> TO DO
Rewrite the records below, replacing "indicate each instance with a point" with "mark every instance with a point" and keeping everything else the same.

━━━━━ SOURCE RECORDS

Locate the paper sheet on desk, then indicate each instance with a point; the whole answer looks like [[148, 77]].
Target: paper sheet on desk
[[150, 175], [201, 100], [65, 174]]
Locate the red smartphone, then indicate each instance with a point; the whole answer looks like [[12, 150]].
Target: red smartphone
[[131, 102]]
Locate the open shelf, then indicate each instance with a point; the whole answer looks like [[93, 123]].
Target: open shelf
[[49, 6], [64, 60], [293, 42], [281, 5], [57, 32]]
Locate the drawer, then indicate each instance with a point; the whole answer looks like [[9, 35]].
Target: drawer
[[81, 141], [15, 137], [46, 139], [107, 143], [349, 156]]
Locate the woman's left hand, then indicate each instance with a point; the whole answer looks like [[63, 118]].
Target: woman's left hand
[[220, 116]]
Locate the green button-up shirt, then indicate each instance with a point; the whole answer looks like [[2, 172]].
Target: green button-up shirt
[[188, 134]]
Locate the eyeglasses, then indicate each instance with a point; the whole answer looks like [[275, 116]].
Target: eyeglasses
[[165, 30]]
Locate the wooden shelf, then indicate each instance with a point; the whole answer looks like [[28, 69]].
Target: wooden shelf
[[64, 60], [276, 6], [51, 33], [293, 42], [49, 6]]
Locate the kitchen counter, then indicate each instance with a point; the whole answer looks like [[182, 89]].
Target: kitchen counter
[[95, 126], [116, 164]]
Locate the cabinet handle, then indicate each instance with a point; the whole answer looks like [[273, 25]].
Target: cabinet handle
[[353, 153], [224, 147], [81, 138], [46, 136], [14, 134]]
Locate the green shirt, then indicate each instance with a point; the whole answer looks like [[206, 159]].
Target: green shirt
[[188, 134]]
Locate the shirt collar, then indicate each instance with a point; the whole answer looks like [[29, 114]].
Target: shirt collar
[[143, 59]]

━━━━━━━━━━

> RESPONSE TO THE TASK
Locate the paper sheet on desk, then mark every instance with a point; the whole answer looks like [[148, 77]].
Target: paper sheet on desk
[[150, 175], [201, 100], [65, 174]]
Locate the red smartphone, then mark every instance with a point; the whole answer looks like [[12, 150]].
Target: red smartphone
[[131, 102]]
Locate the open shelf, then mark every instance with a point; the whole answer looks like [[93, 123]].
Target: open shelf
[[49, 6], [64, 60], [293, 42], [281, 5], [57, 32]]
Locate the drawer, then mark every instance with a point; the whole answer looks like [[9, 35]].
Target: drawer
[[81, 141], [15, 137], [46, 139], [107, 143], [349, 156]]
Locate the woman's left hand, then mark every instance with a point; the whole answer looks like [[63, 118]].
Target: woman's left hand
[[220, 116]]
Locate the green button-up shirt, then mark every instance with a point; the whole answer looks like [[2, 172]].
Target: green button-up shirt
[[188, 134]]
Locate the eyeglasses, then mark every instance with a point; the whole answer looks like [[275, 116]].
Target: eyeglasses
[[165, 30]]
Locate the wooden shelf, then mark every instance with a point; the whole answer looks like [[28, 69]].
Target: wooden shelf
[[64, 60], [276, 6], [51, 33], [293, 42], [49, 6]]
Locate the kitchen counter, then mark every instance with a point; the whole answer looks like [[182, 89]].
Target: kitchen counter
[[95, 126], [116, 164]]
Locate the cabinet handle, then mark every instance with a point; the whole answer looks like [[273, 25]].
Target: cabinet handle
[[353, 153], [224, 147], [81, 138], [46, 136], [14, 134]]
Locate the green shirt, then mark every instance with a point; the whole answer looks like [[206, 159]].
Target: green shirt
[[188, 134]]
Locate the shirt collar, then mark every instance with a point; the whole answer looks like [[29, 114]].
Target: shirt collar
[[143, 59]]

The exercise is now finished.